= STATED EXERCISE =
Can you turn every line of the records below into a Markdown table with the columns "No." and "Line", numbering each row, skipping blank lines and leaving out the pictures?

= EXTRACTED RECORDS =
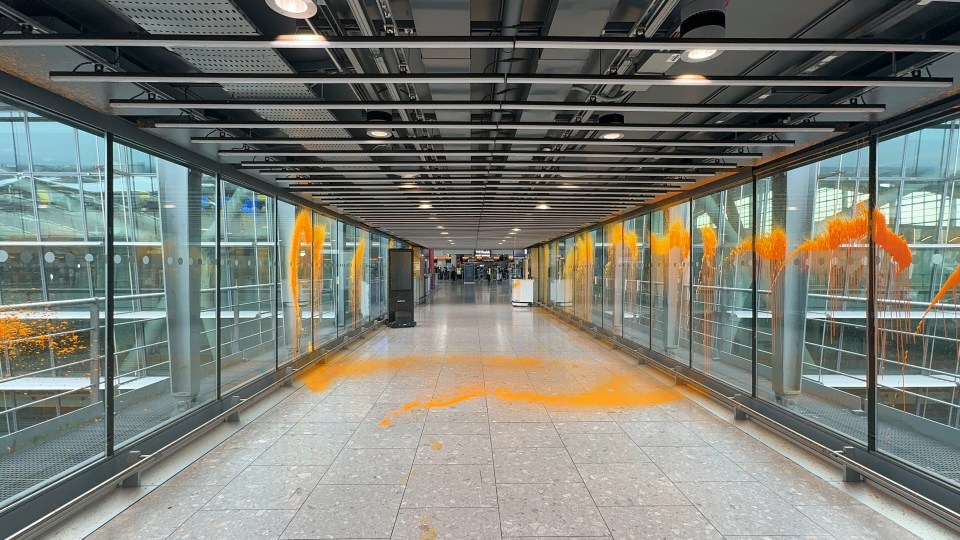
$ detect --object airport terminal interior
[0,0,960,540]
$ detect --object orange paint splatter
[917,266,960,332]
[650,219,690,259]
[380,375,680,426]
[297,355,543,392]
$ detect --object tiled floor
[77,283,952,540]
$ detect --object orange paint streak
[700,225,717,264]
[917,266,960,332]
[650,219,690,259]
[380,375,680,426]
[297,355,544,392]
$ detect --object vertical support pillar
[103,132,117,456]
[865,133,879,452]
[213,173,226,401]
[770,169,817,401]
[157,160,203,414]
[750,176,760,398]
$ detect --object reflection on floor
[73,282,939,539]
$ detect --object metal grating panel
[103,0,361,161]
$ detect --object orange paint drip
[700,225,717,264]
[873,208,913,274]
[350,238,367,327]
[917,266,960,332]
[650,219,690,259]
[380,375,680,426]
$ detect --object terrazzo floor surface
[79,282,948,540]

= ANSWER TO THIS EXERCISE =
| No. | Line |
|---|---|
| 1 | $ detect --object airport terminal interior |
| 2 | [0,0,960,540] |
| 3 | $ detect --object orange paint splatter |
| 4 | [917,266,960,332] |
| 5 | [650,219,690,259] |
| 6 | [380,375,680,426] |
| 7 | [297,355,543,392] |
| 8 | $ detect --object tiled floor |
| 9 | [77,283,952,540] |
| 10 | $ detect --object orange paint streak |
| 11 | [700,225,717,264] |
| 12 | [917,266,960,332] |
| 13 | [650,219,690,259] |
| 14 | [380,375,680,426] |
| 15 | [297,355,544,392] |
| 16 | $ detect --object vertical support pillar |
| 17 | [103,132,117,456] |
| 18 | [865,133,879,452] |
| 19 | [213,173,226,401] |
| 20 | [770,169,817,401] |
| 21 | [157,160,203,414] |
| 22 | [750,176,760,398] |
| 23 | $ detect --object reflection on floor |
| 24 | [73,282,939,539] |
| 25 | $ detect --object metal grating panel |
| 26 | [103,0,361,161] |
| 27 | $ detect --object orange paint drip |
| 28 | [700,225,717,264] |
| 29 | [873,208,913,274] |
| 30 | [350,238,367,327] |
| 31 | [917,266,960,332] |
| 32 | [650,219,690,259] |
| 33 | [380,375,680,426] |
| 34 | $ detect --object terrazzo floor surface |
| 35 | [79,282,948,540] |